▶ [Your goal] Return every line in the listing below that contains the word "background".
* START Data extract *
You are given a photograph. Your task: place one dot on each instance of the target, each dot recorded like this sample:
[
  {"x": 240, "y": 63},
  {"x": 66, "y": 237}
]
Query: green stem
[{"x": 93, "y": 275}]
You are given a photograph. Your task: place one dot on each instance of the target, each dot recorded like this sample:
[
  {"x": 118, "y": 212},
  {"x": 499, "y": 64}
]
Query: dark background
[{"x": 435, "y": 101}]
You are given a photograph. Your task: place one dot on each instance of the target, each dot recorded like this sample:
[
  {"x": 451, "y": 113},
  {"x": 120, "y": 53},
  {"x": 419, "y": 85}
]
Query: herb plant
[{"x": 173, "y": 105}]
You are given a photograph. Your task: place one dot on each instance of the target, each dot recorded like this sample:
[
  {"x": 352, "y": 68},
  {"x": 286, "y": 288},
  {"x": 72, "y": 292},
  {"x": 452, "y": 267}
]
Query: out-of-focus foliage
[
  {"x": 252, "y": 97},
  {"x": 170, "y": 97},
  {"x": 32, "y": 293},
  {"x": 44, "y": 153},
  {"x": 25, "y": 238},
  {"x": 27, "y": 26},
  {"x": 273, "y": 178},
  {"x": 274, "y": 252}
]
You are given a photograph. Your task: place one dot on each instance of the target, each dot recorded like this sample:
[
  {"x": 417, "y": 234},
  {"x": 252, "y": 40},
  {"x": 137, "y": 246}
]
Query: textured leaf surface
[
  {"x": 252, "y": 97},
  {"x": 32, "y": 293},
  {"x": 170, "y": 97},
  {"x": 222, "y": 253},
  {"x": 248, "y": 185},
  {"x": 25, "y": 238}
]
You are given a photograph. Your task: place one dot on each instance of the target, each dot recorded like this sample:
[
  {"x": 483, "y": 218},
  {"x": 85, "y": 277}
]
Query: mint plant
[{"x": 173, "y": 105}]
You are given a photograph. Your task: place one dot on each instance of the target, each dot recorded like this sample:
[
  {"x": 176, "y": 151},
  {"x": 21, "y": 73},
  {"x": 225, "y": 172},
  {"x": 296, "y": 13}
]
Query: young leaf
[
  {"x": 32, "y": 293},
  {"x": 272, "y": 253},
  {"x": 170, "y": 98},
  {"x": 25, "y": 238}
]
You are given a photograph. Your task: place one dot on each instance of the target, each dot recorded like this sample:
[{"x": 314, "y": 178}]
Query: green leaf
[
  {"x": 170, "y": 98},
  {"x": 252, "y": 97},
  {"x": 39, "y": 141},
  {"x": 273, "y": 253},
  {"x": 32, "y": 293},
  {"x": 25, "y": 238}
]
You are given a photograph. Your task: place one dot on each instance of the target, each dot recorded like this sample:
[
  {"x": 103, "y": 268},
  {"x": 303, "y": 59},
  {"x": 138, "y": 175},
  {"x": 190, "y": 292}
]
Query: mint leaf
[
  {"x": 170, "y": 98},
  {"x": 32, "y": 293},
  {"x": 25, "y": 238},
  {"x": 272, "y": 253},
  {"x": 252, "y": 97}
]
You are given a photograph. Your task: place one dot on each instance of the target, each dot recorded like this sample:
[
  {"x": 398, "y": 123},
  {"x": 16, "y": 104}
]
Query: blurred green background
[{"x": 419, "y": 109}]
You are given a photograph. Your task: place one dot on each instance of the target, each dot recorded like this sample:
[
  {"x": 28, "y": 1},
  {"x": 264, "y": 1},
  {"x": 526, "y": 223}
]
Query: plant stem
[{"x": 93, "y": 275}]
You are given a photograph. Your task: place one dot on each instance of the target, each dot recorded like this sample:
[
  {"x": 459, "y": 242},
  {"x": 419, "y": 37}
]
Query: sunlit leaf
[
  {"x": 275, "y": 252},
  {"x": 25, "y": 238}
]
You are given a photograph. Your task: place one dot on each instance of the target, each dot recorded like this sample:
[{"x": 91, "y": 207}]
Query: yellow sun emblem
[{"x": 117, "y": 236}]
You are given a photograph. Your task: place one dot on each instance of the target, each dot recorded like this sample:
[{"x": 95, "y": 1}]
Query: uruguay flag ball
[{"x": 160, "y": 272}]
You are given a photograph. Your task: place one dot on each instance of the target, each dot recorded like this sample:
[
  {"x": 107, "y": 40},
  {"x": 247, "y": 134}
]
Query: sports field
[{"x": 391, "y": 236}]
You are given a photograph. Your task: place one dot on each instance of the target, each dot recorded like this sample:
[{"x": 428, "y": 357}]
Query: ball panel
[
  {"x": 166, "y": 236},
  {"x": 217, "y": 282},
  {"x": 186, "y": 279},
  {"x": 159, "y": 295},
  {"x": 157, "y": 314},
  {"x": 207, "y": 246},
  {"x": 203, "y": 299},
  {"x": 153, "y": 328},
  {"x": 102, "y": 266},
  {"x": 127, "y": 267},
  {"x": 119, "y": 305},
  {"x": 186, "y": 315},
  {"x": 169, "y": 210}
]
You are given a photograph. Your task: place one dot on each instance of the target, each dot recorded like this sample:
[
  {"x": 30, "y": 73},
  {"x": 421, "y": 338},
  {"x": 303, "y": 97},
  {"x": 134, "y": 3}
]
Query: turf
* END Data extract *
▶ [Exercise result]
Query: dark background
Query: blurred green background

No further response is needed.